**WORK TO DO:** Every entry must be duplicated precisely as written.

**DATA TO PROCESS:**
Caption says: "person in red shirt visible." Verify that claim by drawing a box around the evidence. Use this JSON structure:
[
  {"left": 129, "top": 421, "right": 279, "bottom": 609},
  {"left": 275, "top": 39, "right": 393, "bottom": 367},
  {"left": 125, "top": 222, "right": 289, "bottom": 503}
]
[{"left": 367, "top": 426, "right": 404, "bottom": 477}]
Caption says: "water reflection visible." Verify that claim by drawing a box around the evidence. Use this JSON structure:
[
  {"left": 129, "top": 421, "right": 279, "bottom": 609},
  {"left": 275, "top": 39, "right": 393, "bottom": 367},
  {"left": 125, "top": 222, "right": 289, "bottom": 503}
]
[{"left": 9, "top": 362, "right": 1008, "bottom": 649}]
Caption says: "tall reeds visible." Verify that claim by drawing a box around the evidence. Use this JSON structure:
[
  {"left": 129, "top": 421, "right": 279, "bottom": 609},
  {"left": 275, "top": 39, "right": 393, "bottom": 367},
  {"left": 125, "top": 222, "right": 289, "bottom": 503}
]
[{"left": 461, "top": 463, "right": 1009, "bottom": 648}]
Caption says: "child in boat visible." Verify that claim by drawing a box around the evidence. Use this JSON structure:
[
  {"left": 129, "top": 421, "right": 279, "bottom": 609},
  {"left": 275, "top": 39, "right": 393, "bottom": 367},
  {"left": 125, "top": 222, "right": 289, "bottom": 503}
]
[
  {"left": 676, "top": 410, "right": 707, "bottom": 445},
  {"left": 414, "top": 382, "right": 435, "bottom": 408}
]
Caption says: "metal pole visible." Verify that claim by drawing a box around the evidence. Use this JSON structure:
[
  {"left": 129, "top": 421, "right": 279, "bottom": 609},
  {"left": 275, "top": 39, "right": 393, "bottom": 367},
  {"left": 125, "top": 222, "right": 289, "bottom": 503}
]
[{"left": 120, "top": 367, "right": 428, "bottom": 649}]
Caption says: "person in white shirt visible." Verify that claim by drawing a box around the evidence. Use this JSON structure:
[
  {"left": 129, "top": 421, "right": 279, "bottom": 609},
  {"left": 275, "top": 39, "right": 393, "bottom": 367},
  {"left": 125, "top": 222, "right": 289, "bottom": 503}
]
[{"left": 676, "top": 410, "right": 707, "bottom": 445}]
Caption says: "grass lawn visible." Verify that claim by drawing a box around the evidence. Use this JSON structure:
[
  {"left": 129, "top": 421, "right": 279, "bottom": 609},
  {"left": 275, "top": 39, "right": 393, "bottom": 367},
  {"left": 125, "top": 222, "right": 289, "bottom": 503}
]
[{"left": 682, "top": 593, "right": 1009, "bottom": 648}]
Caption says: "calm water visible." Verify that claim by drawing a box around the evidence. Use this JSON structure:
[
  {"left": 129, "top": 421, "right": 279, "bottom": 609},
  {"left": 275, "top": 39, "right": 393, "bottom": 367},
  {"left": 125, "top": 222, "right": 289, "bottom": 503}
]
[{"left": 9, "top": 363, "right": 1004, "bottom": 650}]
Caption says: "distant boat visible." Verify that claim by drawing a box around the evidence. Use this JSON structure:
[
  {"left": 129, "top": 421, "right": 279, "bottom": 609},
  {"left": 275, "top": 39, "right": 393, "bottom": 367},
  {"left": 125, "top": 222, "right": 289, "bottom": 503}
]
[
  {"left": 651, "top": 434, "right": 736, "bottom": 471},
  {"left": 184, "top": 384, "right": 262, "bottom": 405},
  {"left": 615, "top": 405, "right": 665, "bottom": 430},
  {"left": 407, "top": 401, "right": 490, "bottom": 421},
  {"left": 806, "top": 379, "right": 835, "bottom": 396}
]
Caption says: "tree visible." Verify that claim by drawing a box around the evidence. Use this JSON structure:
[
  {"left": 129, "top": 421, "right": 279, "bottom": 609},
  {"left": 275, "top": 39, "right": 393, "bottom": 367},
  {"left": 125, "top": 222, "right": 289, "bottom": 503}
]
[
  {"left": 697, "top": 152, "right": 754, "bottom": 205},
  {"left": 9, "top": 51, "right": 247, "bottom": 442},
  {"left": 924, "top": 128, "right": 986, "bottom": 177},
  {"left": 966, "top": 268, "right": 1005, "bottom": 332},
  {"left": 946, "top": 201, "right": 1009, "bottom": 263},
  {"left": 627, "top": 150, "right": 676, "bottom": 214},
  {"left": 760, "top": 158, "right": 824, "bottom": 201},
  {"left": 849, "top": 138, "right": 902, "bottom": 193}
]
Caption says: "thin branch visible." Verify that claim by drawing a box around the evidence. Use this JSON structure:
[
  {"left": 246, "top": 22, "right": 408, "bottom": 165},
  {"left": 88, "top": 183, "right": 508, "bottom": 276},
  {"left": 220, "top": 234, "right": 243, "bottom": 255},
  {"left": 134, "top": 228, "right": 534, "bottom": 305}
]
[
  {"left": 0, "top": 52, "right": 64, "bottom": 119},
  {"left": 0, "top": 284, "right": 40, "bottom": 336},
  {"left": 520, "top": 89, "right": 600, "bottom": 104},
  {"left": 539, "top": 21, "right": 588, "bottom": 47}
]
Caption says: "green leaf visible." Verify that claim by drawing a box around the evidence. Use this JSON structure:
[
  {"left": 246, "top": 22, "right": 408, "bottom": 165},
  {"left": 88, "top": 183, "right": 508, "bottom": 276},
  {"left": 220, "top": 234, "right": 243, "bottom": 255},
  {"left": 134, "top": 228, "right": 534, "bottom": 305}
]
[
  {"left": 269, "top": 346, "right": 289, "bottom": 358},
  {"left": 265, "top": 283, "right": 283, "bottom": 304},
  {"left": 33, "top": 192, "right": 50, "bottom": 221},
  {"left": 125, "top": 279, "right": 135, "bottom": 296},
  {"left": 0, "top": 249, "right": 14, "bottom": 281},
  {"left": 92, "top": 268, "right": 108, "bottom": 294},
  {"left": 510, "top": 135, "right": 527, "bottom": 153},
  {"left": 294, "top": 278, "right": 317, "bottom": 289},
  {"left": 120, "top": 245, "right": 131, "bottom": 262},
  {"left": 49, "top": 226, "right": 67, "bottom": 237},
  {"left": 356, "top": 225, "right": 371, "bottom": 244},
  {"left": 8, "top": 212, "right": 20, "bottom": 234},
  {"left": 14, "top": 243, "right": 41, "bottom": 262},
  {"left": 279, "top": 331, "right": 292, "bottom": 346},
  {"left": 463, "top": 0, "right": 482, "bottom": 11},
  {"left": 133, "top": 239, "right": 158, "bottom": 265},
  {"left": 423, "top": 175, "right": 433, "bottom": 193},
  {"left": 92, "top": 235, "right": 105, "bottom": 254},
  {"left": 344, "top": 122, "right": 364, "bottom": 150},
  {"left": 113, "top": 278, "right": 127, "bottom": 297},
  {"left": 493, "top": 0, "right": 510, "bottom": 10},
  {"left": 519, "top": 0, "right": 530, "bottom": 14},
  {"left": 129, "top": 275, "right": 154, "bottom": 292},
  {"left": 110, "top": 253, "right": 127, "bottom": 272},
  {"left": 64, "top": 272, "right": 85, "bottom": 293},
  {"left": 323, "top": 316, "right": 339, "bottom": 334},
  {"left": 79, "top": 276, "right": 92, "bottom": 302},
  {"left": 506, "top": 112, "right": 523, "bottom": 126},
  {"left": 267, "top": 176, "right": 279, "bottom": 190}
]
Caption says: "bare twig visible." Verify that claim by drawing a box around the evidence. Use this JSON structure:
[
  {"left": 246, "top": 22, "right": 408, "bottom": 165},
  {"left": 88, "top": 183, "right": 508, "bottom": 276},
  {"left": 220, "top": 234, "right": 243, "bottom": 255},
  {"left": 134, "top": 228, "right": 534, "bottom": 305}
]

**RESULT OF THIS EXERCISE:**
Caption says: "person in red shirt visible." Verify that claim by drawing a box around the evidence. Use this JSON structure:
[
  {"left": 129, "top": 421, "right": 279, "bottom": 609},
  {"left": 275, "top": 39, "right": 393, "bottom": 367},
  {"left": 125, "top": 222, "right": 289, "bottom": 503}
]
[{"left": 367, "top": 426, "right": 404, "bottom": 477}]
Caption says: "water reflection visible." Verify that claim by drawing a box around the evidence. Use this JSON structure:
[
  {"left": 129, "top": 421, "right": 279, "bottom": 609},
  {"left": 275, "top": 39, "right": 393, "bottom": 367},
  {"left": 125, "top": 222, "right": 289, "bottom": 503}
]
[{"left": 9, "top": 362, "right": 1008, "bottom": 649}]
Caption says: "tall reeds visible." Verify that claim by drawing a box around the evidence. Use this JSON structure:
[
  {"left": 129, "top": 421, "right": 279, "bottom": 609},
  {"left": 275, "top": 39, "right": 393, "bottom": 367},
  {"left": 125, "top": 222, "right": 289, "bottom": 503}
]
[{"left": 461, "top": 463, "right": 1009, "bottom": 648}]
Caption says: "child in boat visible." Verify that claim by drawing a box around the evidence. Use this JSON structure:
[
  {"left": 129, "top": 421, "right": 279, "bottom": 609},
  {"left": 275, "top": 39, "right": 393, "bottom": 367},
  {"left": 125, "top": 222, "right": 289, "bottom": 503}
]
[
  {"left": 676, "top": 410, "right": 707, "bottom": 445},
  {"left": 414, "top": 382, "right": 435, "bottom": 408}
]
Caption says: "metal pole visible." Verify that claim by drawing a box around the evidence. Use this JSON structure:
[
  {"left": 129, "top": 421, "right": 279, "bottom": 609},
  {"left": 275, "top": 39, "right": 393, "bottom": 367},
  {"left": 125, "top": 222, "right": 289, "bottom": 503}
]
[{"left": 120, "top": 367, "right": 428, "bottom": 649}]
Caption says: "person in white shirt visible." Verify that claim by drawing a box around the evidence. Use this JSON structure:
[
  {"left": 129, "top": 421, "right": 279, "bottom": 609},
  {"left": 275, "top": 39, "right": 393, "bottom": 367},
  {"left": 125, "top": 222, "right": 289, "bottom": 503}
]
[{"left": 676, "top": 410, "right": 707, "bottom": 445}]
Caption says: "grass lawn visible." Verify that claim by drawing a box around the evidence. Use this JSON structure:
[
  {"left": 129, "top": 421, "right": 279, "bottom": 609},
  {"left": 275, "top": 39, "right": 393, "bottom": 367},
  {"left": 125, "top": 222, "right": 289, "bottom": 503}
]
[{"left": 682, "top": 593, "right": 1009, "bottom": 648}]
Caption says: "calm water visible." Verify that claim by drawing a box around the evidence. Use this JSON structure:
[
  {"left": 129, "top": 421, "right": 279, "bottom": 609},
  {"left": 275, "top": 39, "right": 393, "bottom": 367},
  {"left": 125, "top": 222, "right": 289, "bottom": 503}
]
[{"left": 9, "top": 363, "right": 1004, "bottom": 650}]
Caption says: "distant boat visible." Verify that claim by drawing a box around the evidence. Use this JSON structure:
[
  {"left": 129, "top": 421, "right": 279, "bottom": 609},
  {"left": 275, "top": 39, "right": 393, "bottom": 367},
  {"left": 125, "top": 222, "right": 289, "bottom": 503}
]
[
  {"left": 651, "top": 434, "right": 736, "bottom": 471},
  {"left": 184, "top": 384, "right": 262, "bottom": 405},
  {"left": 615, "top": 405, "right": 665, "bottom": 430},
  {"left": 407, "top": 401, "right": 490, "bottom": 421},
  {"left": 806, "top": 379, "right": 835, "bottom": 396}
]
Caption says: "tree visible." Verify that claim by drawing a box around the evidence. Use this JSON structure:
[
  {"left": 129, "top": 421, "right": 279, "bottom": 609},
  {"left": 275, "top": 39, "right": 393, "bottom": 367},
  {"left": 125, "top": 222, "right": 289, "bottom": 503}
]
[
  {"left": 697, "top": 152, "right": 754, "bottom": 205},
  {"left": 9, "top": 51, "right": 247, "bottom": 442},
  {"left": 924, "top": 128, "right": 986, "bottom": 177},
  {"left": 966, "top": 268, "right": 1005, "bottom": 332},
  {"left": 946, "top": 201, "right": 1009, "bottom": 263},
  {"left": 627, "top": 150, "right": 676, "bottom": 214},
  {"left": 760, "top": 158, "right": 824, "bottom": 201},
  {"left": 849, "top": 138, "right": 902, "bottom": 193}
]
Caption says: "thin branch visible." Verify that claim by drawing a box around the evidence. Use this JSON structure:
[
  {"left": 246, "top": 22, "right": 408, "bottom": 165},
  {"left": 88, "top": 183, "right": 508, "bottom": 276},
  {"left": 220, "top": 234, "right": 243, "bottom": 255},
  {"left": 134, "top": 228, "right": 534, "bottom": 305}
]
[
  {"left": 0, "top": 52, "right": 64, "bottom": 119},
  {"left": 0, "top": 284, "right": 40, "bottom": 336},
  {"left": 520, "top": 89, "right": 600, "bottom": 104},
  {"left": 539, "top": 21, "right": 588, "bottom": 47}
]
Caption says: "green leaf visible." Verify that claim by drawing a box around the evidence. Use this JSON structure:
[
  {"left": 246, "top": 22, "right": 408, "bottom": 165},
  {"left": 88, "top": 183, "right": 508, "bottom": 276},
  {"left": 220, "top": 234, "right": 243, "bottom": 255},
  {"left": 134, "top": 228, "right": 534, "bottom": 305}
]
[
  {"left": 269, "top": 346, "right": 289, "bottom": 358},
  {"left": 265, "top": 283, "right": 283, "bottom": 304},
  {"left": 33, "top": 192, "right": 50, "bottom": 221},
  {"left": 125, "top": 279, "right": 135, "bottom": 296},
  {"left": 0, "top": 249, "right": 14, "bottom": 281},
  {"left": 92, "top": 268, "right": 108, "bottom": 294},
  {"left": 510, "top": 135, "right": 527, "bottom": 153},
  {"left": 294, "top": 278, "right": 317, "bottom": 289},
  {"left": 120, "top": 245, "right": 131, "bottom": 262},
  {"left": 49, "top": 226, "right": 67, "bottom": 237},
  {"left": 356, "top": 225, "right": 371, "bottom": 244},
  {"left": 8, "top": 212, "right": 20, "bottom": 234},
  {"left": 14, "top": 243, "right": 41, "bottom": 262},
  {"left": 279, "top": 331, "right": 292, "bottom": 346},
  {"left": 463, "top": 0, "right": 482, "bottom": 11},
  {"left": 133, "top": 239, "right": 158, "bottom": 265},
  {"left": 423, "top": 175, "right": 433, "bottom": 193},
  {"left": 92, "top": 235, "right": 105, "bottom": 254},
  {"left": 344, "top": 122, "right": 364, "bottom": 150},
  {"left": 113, "top": 278, "right": 127, "bottom": 297},
  {"left": 493, "top": 0, "right": 510, "bottom": 10},
  {"left": 519, "top": 0, "right": 530, "bottom": 14},
  {"left": 129, "top": 275, "right": 154, "bottom": 292},
  {"left": 110, "top": 253, "right": 127, "bottom": 272},
  {"left": 64, "top": 272, "right": 85, "bottom": 293},
  {"left": 323, "top": 316, "right": 339, "bottom": 334},
  {"left": 79, "top": 276, "right": 92, "bottom": 302},
  {"left": 506, "top": 112, "right": 523, "bottom": 126},
  {"left": 267, "top": 176, "right": 279, "bottom": 190}
]
Caption says: "bare twig visible." Verify that claim by drawing a box around the evidence. Use this JSON structure:
[
  {"left": 246, "top": 22, "right": 408, "bottom": 165},
  {"left": 88, "top": 183, "right": 508, "bottom": 276},
  {"left": 220, "top": 234, "right": 243, "bottom": 255},
  {"left": 134, "top": 228, "right": 534, "bottom": 305}
]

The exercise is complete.